(REQUIRED WORK): For the string "tower", search the entries below and copy every line where it appears.

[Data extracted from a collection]
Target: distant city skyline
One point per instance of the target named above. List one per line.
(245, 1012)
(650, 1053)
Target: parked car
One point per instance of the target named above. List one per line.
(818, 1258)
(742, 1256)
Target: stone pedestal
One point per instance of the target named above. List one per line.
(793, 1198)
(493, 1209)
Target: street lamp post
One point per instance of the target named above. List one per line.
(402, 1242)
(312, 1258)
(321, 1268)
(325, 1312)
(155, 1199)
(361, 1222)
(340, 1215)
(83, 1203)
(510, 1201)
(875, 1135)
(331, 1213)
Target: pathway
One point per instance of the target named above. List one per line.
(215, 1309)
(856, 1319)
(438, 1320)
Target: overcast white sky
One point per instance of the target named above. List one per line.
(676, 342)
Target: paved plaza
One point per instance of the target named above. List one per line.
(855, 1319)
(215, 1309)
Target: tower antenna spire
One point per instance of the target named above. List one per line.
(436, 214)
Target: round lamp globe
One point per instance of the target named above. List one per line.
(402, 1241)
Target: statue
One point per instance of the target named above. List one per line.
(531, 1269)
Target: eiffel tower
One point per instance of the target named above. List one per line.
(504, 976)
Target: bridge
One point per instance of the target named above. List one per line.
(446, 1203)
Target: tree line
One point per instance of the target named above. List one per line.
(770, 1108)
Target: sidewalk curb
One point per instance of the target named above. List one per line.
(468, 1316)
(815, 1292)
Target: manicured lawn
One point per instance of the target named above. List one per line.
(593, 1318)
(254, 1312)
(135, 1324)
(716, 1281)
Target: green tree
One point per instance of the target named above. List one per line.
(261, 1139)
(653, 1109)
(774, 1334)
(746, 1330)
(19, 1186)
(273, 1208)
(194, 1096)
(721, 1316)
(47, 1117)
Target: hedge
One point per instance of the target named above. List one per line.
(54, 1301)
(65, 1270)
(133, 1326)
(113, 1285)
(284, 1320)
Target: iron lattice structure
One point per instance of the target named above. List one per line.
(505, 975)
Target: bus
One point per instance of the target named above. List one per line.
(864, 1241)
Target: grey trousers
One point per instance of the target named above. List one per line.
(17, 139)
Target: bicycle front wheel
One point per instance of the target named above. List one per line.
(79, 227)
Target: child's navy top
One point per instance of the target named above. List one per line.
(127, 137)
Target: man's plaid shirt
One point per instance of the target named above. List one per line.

(YOUR RESPONSE):
Target: tower antenna spire
Target: eiffel tower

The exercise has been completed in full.